_PROVIDED PASSAGE:_
Impact: The background service is a singleton. The scoped service becomes a singleton, holding database connections and tracking state indefinitely, leading to memory leaks and stale data.
Fix: Inject IServiceScopeFactory and create scopes within ExecuteAsync.
2. Ignoring Cancellation Tokens
Mistake: Using Task.Delay(1000) without passing the token, or performing long-running synchronous operations.
Impact: The application cannot shut down gracefully. Docker/Kubernetes kill the container after a timeout, potentially corrupting data or dropping in-flight messages.
Fix: Always pass stoppingToken to delay methods and async I/O operations.
3. Unhandled Exceptions Crashing the Host
Mistake: Allowing exceptions in ExecuteAsync to propagate uncaught.
Impact: The generic host treats unhandled exceptions in IHostedService as fatal, terminating the process.
Fix: Wrap loop bodies in try-catch. Log exceptions and implement backoff strategies. Only throw if the service is in an unrecoverable state.

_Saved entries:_
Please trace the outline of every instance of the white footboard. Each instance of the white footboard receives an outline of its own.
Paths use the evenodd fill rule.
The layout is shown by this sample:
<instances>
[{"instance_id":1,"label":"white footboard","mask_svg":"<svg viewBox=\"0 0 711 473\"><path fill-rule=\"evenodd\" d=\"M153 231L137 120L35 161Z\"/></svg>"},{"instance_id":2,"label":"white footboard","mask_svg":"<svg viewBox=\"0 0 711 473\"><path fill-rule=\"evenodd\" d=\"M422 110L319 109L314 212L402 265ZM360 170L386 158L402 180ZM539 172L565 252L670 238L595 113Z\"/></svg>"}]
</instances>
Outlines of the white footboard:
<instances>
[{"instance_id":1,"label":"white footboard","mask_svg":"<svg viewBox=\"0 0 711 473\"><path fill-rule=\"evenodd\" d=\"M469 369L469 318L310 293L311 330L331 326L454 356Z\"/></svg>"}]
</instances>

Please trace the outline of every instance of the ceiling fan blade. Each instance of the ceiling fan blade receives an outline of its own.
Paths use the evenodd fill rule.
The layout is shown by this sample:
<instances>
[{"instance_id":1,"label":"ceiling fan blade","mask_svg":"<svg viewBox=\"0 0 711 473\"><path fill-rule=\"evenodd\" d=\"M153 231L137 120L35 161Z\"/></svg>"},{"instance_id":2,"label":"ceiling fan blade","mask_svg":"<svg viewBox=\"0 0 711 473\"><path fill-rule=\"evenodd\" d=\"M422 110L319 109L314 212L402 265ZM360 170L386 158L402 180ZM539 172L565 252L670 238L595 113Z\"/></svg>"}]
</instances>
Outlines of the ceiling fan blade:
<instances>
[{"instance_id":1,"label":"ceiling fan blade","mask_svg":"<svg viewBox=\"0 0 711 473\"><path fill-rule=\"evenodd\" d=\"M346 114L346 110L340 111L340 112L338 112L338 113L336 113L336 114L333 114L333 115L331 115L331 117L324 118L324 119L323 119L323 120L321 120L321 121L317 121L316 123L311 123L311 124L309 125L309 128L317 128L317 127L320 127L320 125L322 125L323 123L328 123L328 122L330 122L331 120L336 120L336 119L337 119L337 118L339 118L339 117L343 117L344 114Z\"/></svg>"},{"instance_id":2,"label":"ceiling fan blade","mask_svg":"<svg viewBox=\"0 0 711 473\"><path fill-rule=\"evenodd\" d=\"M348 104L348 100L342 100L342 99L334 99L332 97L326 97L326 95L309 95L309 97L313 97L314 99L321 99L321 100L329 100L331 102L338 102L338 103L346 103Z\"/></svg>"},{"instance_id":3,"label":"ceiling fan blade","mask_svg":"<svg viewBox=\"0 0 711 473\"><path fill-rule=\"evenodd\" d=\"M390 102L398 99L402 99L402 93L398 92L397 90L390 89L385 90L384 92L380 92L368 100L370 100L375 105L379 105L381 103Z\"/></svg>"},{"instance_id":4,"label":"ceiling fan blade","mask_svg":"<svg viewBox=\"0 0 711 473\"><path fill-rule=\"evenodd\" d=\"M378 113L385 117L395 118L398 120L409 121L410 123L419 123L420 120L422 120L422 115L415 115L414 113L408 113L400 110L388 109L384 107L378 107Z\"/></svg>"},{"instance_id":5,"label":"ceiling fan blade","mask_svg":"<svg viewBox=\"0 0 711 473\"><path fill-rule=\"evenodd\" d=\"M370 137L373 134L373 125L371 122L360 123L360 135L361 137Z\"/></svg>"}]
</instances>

_TASK TO COMPLETE:_
Decide whether each statement agrees with the text on background service mistakes, answering yes or no and quoting the words of the text that settle it.
1. The fix for ignoring cancellation tokens is to pass stoppingToken to delay methods and async I/O operations.
2. The generic host treats unhandled exceptions in IHostedService as recoverable.
3. The text advises throwing an exception whenever one occurs in the service.
You won't need the entries to work from the text.

_EXERCISE RESULT:_
1. Yes: "Always pass stoppingToken to delay methods and async I/O operations."
2. No: "The generic host treats unhandled exceptions in IHostedService as fatal, terminating the process."
3. No: "Only throw if the service is in an unrecoverable state."